(GIVEN TEXT begins)

Image by Eric Smith
Researchers say they have discovered critical details that explain how a cellular response system tells the difference between damage to the body’s own DNA and the foreign DNA of an invading virus.
The team believes this discovery could aid the development of new cancer-selective viral therapies, and it may help explain why aging, cancers, and other diseases
seem to open the door to viral infections.
“Our study reveals fundamental mechanisms that distinguish DNA breaks at cellular and viral genomes to trigger different responses that protect the host,” said Clodagh O’Shea, of the Salk Institute for Biological Studies in La Jolla, California.
“The findings may also explain why certain conditions like aging, cancer chemotherapy, and inflammation make us more susceptible to viral infection.”
Dr O’Shea and Govind Shah, PhD, also of the Salk Institute, reported these findings in Cell.
The pair described how a cluster of proteins known as the MRN complex detects DNA breaks and amplifies its response through histones.

(GIVEN TEXT ends)

◆ **EXERCISE INSTRUCTIONS**:
Copy out the whole article on how cells tell their own DNA damage apart from viral DNA, word for word. Work only from the article above.

(RECORDS SUPPLIED begins)

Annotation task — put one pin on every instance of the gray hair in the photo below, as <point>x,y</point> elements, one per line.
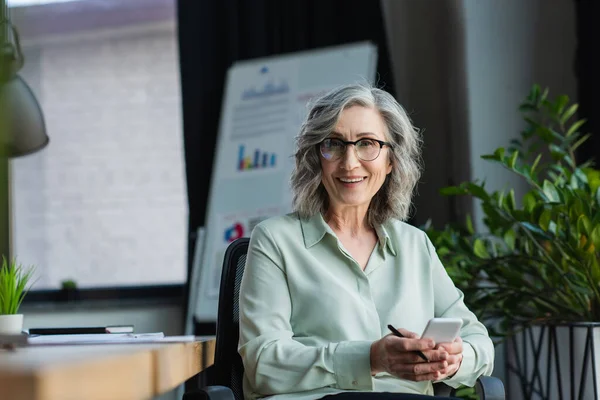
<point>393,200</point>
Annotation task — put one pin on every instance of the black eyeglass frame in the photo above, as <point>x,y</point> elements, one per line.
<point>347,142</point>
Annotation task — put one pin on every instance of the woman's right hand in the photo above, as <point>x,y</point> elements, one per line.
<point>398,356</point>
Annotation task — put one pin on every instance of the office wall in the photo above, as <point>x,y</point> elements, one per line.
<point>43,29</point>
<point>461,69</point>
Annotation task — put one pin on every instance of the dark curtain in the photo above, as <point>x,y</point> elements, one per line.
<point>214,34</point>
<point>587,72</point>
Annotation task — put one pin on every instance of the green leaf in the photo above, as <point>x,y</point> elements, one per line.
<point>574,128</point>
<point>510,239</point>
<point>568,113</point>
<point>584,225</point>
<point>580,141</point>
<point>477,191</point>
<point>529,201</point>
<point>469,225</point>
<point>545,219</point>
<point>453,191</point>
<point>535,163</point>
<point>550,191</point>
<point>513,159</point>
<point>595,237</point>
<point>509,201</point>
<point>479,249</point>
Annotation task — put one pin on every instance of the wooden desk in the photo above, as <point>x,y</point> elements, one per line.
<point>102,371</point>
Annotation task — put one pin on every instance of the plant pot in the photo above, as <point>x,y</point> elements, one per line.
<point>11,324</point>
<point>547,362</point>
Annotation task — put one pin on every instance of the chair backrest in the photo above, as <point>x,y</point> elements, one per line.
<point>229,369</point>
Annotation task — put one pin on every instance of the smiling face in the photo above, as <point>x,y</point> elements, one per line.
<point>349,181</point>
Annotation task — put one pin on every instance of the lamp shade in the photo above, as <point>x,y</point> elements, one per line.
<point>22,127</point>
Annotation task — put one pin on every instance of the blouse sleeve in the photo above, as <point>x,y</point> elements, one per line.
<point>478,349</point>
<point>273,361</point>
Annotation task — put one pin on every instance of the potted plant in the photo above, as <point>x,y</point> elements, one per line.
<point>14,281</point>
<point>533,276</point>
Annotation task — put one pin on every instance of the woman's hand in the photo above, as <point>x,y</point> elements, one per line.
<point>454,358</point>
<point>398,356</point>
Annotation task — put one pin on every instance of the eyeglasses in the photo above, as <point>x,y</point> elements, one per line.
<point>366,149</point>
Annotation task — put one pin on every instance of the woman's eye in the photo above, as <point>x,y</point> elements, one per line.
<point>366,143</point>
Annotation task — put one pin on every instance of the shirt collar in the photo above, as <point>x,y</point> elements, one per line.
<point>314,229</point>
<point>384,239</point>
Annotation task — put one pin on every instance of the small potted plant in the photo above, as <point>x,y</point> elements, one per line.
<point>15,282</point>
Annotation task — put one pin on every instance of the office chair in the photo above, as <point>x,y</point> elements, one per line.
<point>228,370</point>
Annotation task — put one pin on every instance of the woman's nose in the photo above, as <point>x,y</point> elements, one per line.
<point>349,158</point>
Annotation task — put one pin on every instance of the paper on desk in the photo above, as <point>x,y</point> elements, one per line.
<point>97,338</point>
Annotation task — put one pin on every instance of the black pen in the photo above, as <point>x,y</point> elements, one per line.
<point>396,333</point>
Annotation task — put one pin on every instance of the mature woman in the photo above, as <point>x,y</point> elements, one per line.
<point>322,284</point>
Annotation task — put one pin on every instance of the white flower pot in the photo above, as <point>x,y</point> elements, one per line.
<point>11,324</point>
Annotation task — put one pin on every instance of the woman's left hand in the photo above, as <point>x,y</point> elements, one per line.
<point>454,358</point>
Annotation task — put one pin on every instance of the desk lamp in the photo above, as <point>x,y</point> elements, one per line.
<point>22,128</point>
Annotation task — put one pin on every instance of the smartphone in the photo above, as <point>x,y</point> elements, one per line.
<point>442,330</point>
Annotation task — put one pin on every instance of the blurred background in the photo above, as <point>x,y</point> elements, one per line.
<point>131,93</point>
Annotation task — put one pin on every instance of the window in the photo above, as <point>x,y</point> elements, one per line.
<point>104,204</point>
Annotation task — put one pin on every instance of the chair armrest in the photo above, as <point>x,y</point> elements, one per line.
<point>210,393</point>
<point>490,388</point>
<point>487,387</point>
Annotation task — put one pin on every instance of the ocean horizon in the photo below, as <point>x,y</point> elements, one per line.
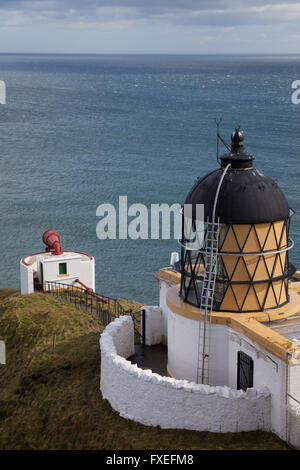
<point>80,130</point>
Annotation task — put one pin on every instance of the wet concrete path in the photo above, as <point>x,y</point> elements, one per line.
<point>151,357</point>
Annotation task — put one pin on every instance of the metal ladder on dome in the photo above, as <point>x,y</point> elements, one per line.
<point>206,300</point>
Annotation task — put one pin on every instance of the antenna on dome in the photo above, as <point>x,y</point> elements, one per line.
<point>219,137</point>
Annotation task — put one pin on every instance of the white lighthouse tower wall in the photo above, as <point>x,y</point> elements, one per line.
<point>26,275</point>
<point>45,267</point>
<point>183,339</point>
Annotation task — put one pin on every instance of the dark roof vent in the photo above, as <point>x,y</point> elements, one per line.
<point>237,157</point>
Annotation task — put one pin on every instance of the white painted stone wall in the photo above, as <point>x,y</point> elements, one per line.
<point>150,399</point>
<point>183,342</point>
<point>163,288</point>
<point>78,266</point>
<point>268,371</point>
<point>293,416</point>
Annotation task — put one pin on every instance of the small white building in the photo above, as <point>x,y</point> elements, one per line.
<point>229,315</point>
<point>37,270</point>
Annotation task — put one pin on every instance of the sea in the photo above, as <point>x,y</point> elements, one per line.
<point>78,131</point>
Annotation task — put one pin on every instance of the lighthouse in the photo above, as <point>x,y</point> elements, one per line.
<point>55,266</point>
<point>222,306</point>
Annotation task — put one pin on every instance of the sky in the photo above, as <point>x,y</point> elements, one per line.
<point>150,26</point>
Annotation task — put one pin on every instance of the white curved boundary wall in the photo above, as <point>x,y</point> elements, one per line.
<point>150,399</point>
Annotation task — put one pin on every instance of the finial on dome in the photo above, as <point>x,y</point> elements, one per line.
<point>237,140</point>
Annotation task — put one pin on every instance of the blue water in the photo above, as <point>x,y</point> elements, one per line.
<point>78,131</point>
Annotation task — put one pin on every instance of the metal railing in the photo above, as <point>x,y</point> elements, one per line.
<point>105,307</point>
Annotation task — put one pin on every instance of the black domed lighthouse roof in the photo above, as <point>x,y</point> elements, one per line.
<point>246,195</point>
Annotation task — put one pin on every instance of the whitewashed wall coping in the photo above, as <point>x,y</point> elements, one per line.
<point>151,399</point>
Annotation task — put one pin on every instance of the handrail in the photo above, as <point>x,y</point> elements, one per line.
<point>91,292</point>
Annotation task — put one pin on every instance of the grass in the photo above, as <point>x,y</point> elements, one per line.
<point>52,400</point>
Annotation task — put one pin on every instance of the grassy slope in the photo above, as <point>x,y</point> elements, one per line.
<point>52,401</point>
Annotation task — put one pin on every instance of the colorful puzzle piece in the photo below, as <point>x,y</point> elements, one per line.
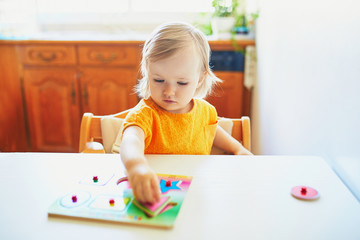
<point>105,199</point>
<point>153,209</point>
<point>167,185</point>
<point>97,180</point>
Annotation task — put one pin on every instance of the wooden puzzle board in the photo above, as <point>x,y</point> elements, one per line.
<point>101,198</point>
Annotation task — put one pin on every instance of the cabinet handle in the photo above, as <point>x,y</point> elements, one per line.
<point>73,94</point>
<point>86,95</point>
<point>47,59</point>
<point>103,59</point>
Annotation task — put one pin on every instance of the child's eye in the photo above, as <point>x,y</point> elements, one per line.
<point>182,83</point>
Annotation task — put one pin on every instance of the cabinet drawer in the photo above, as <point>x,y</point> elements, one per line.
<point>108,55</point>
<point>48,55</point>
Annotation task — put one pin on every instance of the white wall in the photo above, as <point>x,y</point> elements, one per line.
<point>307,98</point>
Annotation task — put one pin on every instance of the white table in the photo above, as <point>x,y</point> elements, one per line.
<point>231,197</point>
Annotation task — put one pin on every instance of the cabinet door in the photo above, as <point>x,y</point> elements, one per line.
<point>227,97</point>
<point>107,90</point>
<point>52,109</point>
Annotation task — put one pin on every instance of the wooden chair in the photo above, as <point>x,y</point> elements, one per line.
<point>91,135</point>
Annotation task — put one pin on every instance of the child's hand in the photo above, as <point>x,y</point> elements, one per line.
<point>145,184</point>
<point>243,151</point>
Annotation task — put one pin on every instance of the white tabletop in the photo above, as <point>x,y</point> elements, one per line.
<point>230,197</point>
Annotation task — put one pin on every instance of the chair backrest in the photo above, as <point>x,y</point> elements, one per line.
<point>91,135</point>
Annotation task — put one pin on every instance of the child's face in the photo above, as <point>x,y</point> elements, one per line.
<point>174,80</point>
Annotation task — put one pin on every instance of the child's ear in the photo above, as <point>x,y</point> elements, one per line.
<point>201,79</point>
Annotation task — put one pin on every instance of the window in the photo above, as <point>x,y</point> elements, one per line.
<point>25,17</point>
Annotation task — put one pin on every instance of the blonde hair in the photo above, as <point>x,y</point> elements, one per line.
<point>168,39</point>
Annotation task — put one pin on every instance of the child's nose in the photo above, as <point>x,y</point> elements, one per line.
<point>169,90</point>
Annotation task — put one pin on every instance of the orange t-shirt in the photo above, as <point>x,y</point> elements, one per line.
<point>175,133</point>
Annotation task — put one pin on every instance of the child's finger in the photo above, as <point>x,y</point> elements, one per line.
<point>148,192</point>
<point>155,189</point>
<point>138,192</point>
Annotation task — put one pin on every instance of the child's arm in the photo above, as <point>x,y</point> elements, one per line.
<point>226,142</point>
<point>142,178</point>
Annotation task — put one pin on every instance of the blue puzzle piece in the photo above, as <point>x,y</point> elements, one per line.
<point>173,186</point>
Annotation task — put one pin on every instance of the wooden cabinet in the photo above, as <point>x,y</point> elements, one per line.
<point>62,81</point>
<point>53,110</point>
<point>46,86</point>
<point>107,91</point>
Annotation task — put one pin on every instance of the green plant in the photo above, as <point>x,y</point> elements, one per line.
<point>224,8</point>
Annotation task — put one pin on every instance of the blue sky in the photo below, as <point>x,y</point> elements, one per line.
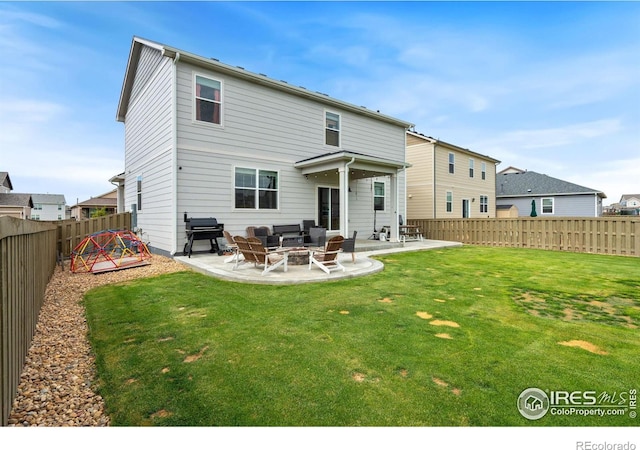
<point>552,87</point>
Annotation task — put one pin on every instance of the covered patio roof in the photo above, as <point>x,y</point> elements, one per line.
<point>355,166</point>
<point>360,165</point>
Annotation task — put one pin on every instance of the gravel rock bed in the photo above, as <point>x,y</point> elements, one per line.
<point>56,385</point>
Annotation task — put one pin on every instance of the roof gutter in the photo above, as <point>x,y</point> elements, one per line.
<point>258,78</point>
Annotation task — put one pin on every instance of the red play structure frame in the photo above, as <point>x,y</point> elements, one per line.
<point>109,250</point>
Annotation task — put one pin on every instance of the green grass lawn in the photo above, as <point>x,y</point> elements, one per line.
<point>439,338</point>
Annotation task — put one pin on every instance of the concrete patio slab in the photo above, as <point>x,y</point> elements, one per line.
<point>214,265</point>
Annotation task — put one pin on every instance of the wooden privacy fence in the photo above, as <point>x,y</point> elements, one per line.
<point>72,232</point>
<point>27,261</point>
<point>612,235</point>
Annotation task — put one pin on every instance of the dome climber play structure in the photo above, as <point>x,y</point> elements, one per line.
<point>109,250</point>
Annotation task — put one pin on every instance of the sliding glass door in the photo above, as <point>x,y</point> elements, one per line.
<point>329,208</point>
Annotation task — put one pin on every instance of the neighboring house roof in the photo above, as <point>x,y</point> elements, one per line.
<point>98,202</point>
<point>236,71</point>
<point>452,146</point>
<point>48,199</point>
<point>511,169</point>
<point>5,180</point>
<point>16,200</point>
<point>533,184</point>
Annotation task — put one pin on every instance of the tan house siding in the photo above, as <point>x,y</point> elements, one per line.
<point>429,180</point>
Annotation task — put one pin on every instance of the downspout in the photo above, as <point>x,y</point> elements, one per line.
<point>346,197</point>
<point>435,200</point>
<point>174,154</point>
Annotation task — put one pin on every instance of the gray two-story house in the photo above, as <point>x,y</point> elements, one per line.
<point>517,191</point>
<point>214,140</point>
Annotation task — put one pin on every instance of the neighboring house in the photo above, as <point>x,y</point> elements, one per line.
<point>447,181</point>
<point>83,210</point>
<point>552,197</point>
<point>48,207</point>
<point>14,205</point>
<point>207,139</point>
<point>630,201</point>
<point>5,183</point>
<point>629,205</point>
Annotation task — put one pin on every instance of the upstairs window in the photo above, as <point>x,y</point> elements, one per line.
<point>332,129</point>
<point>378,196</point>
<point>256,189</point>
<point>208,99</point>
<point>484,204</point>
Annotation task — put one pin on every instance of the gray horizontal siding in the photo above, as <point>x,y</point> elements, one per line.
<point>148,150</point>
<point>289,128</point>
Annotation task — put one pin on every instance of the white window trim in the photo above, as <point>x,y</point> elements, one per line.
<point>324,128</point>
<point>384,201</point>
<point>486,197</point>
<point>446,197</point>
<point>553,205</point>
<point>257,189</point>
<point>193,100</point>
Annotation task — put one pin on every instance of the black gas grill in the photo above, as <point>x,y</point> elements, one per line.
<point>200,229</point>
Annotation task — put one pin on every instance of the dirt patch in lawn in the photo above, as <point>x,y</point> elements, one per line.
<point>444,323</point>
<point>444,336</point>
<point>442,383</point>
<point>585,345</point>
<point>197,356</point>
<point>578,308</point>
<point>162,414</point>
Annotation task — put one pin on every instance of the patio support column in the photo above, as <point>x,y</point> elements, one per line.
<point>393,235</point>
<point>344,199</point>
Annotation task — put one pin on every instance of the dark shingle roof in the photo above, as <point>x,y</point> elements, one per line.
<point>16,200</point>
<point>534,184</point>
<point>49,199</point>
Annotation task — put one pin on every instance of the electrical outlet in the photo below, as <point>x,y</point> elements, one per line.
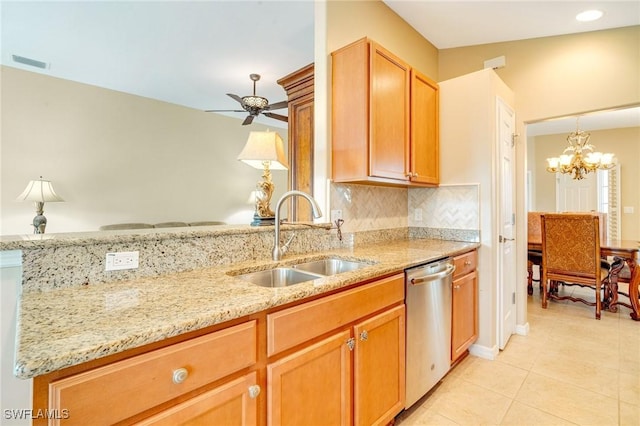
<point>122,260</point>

(RECORDS SUPPLIED ends)

◆ **SOLVED EXERCISE**:
Image by Eric Smith
Researchers say they have discovered critical details that explain how a cellular response system tells the difference between damage to the body’s own DNA and the foreign DNA of an invading virus.
The team believes this discovery could aid the development of new cancer-selective viral therapies, and it may help explain why aging, cancers, and other diseases
seem to open the door to viral infections.
“Our study reveals fundamental mechanisms that distinguish DNA breaks at cellular and viral genomes to trigger different responses that protect the host,” said Clodagh O’Shea, of the Salk Institute for Biological Studies in La Jolla, California.
“The findings may also explain why certain conditions like aging, cancer chemotherapy, and inflammation make us more susceptible to viral infection.”
Dr O’Shea and Govind Shah, PhD, also of the Salk Institute, reported these findings in Cell.
The pair described how a cluster of proteins known as the MRN complex detects DNA breaks and amplifies its response through histones.